▸ **ABOUT THIS TASK**
Each entry below should be echoed exactly, with pictures omitted.

(PROVIDED MATERIAL begins)

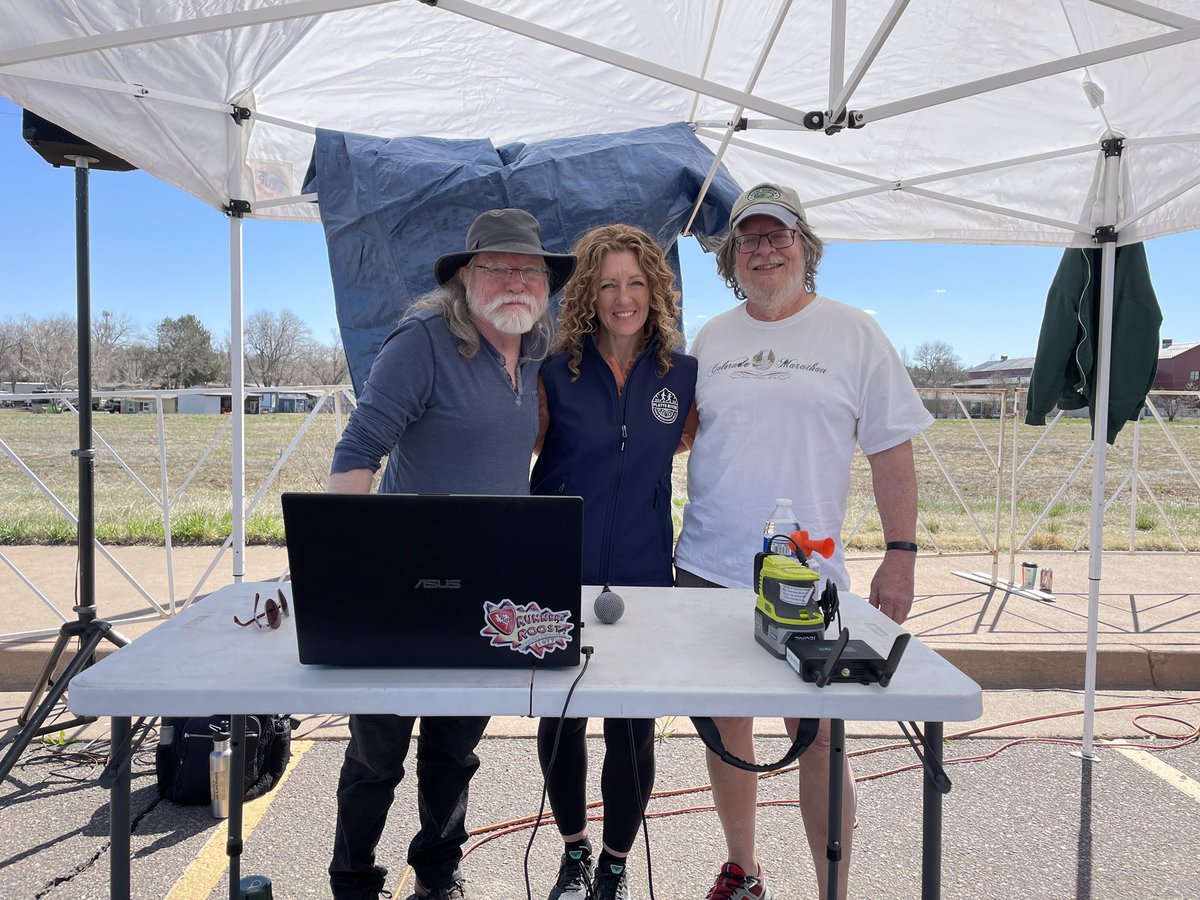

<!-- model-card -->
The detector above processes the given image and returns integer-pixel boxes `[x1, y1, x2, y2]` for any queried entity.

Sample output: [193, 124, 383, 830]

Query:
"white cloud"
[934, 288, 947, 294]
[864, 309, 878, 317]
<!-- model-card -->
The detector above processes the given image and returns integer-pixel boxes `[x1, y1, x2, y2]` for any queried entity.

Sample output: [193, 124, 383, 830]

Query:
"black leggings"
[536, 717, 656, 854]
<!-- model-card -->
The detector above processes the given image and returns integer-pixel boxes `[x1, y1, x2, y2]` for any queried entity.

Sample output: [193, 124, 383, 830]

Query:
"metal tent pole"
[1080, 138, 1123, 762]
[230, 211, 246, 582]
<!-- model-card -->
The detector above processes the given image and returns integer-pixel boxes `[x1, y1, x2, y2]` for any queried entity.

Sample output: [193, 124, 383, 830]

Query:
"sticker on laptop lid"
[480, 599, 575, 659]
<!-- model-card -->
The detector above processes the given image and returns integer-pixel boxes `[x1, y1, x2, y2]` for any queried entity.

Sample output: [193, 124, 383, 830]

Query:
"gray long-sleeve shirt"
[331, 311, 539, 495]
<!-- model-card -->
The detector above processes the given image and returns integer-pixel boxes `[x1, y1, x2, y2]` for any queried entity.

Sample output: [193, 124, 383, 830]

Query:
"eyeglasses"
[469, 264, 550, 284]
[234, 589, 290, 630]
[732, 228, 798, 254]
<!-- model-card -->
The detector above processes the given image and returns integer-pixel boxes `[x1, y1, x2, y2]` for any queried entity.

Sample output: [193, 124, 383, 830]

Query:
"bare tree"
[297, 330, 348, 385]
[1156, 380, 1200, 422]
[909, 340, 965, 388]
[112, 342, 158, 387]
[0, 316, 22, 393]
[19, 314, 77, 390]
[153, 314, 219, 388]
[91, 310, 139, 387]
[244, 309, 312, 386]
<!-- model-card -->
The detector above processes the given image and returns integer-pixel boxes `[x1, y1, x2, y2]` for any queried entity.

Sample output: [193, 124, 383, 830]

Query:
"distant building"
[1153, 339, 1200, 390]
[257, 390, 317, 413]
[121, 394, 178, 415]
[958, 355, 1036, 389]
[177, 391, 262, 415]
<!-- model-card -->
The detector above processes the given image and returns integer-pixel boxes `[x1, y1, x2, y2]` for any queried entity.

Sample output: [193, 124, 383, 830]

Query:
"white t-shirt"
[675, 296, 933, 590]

(PROVIDED MATERIAL ends)

▸ **SOLUTION TO THIS EXERCISE**
<!-- model-card -->
The detector above processes the given image and returns integer-pixel boxes `[x1, y1, x2, y2]` for any queried entity.

Sample output: [193, 124, 383, 830]

Query:
"white cloud"
[934, 288, 947, 294]
[864, 309, 878, 317]
<!-- model-card -->
The detector above processes the given image and returns integer-pixel boxes `[x1, y1, x2, y2]` for any queried entity.

Sample output: [193, 124, 383, 830]

Query:
"black leggings"
[536, 717, 656, 854]
<!-- model-card -->
The detector above processes the given image and returns integer-pixel boxes `[x1, y1, x2, y2]` for any queried entity.

Sample output: [193, 124, 383, 830]

Query:
"metal tent pole"
[1080, 138, 1123, 762]
[230, 211, 246, 582]
<!-- model-card -->
The detector above processes the given image and returns integer-pixel boxes `[x1, y1, x2, y2]` for any queried entity.

Sample output: [193, 124, 383, 830]

Query:
"sticker on laptop lid"
[480, 599, 575, 659]
<!-- model-card -->
The detector above processes the given image and returns integer-pixel boxes `[x1, y1, x2, y2]` for any queried entity.

Sample output: [193, 124, 383, 830]

Query:
"gray long-sleeve shirt"
[331, 311, 539, 495]
<!-- model-card -->
The detector above processes the given image and returns integer-pixel boxes `[x1, y1, x2, y2]` for any queried entity.

Sample output: [193, 124, 383, 830]

Query:
"eyeglasses"
[469, 264, 550, 284]
[234, 589, 290, 630]
[732, 228, 798, 254]
<!-- model-card -->
The detector above processes the given image and returns integer-pixel boxes `[x1, y1, x2, y2]` for any queried entity.

Sample output: [193, 124, 383, 830]

Query:
"bare tree"
[297, 330, 348, 385]
[1156, 380, 1200, 422]
[909, 340, 965, 388]
[112, 342, 158, 387]
[0, 316, 22, 393]
[19, 314, 77, 390]
[153, 314, 219, 388]
[91, 310, 139, 387]
[244, 309, 312, 386]
<!-- model-card -->
The detector above processes the given image and returns integer-pixel boxes `[x1, y1, x2, y2]` for any queried entity.

Sample output: [193, 124, 383, 830]

Query:
"distant building"
[1153, 339, 1200, 390]
[257, 390, 317, 413]
[121, 394, 178, 415]
[958, 355, 1036, 389]
[177, 391, 262, 415]
<!-- model-card -->
The detector above processes the given image and returns integer-pixel boxes `[x1, y1, x2, y2]` for any queried entity.

Sample output: [193, 124, 383, 830]

Query:
"white t-shirt"
[675, 296, 933, 590]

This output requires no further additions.